### Document text:
┌──
There have been many cases of Cyber-Bullying seen all over the world. This hurtful act can lead to people taking extreme measures to stop the pain they are feeling. Some people have even taken their lives over it. Clearly, it is a big problem in society today. Cyber-Bullying can happen in every part of society. Yes, it even happens in Christian communities. Parents and Youth leaders may not notice it within their own circles at church, but if they looked online they would be able to see whether not someone is being targeted online. Even if a person is being picked on in a private conversation, you can notice whether a person is being Cyber-Bullied through their actions. “They will keep to themselves more, and will usually avoid telling an adult, which is actually the best solution to stopping Cyber-Bullying” says Sydney, age 17, from Prince Edward Island.
└──
### Provided material:
┌──
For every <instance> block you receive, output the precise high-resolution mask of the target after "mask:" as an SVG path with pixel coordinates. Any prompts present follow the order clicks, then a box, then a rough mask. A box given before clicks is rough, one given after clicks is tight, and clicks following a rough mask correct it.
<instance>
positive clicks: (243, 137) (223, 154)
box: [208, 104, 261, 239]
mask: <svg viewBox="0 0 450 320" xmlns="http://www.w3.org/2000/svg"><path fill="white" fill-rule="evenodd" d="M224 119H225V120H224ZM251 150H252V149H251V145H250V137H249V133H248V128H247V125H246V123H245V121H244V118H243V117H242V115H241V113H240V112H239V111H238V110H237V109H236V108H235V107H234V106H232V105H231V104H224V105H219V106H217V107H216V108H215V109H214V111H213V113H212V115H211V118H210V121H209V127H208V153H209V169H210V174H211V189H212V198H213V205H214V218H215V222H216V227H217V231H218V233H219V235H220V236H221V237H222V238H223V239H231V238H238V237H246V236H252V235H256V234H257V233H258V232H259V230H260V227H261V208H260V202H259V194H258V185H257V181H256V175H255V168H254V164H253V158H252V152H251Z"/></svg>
└──
### Job item:
Extend the passage on cyberbullying in Christian communities with the paragraph that should follow its final sentence.

### Exercise result:
The “Anonymous-ness” of Cyber-Bullying is such a problem because it is definitely an easier form of hurting someone than physically bullying or hurting someone in person. People are able to hurt others 24/7 with social media. It takes the help of everyone in order to stop Cyber-Bullying. For those of you reading this (i.e. parents, youth leaders, pastors, teenagers, brothers and sisters), you need to stand up against Cyber-Bullying. If you notice anything different about your friend, family member, or youth member, that gives any indication that they are being Cyber-Bullied, then help your loved one. They may not have the courage to ask for help. Also, if you see someone Cyber-Bullying or targeting another person online, then hold them accountable, and be that person who is not afraid to stand up for what is right. Take a step and help stop Cyber-Bullying now.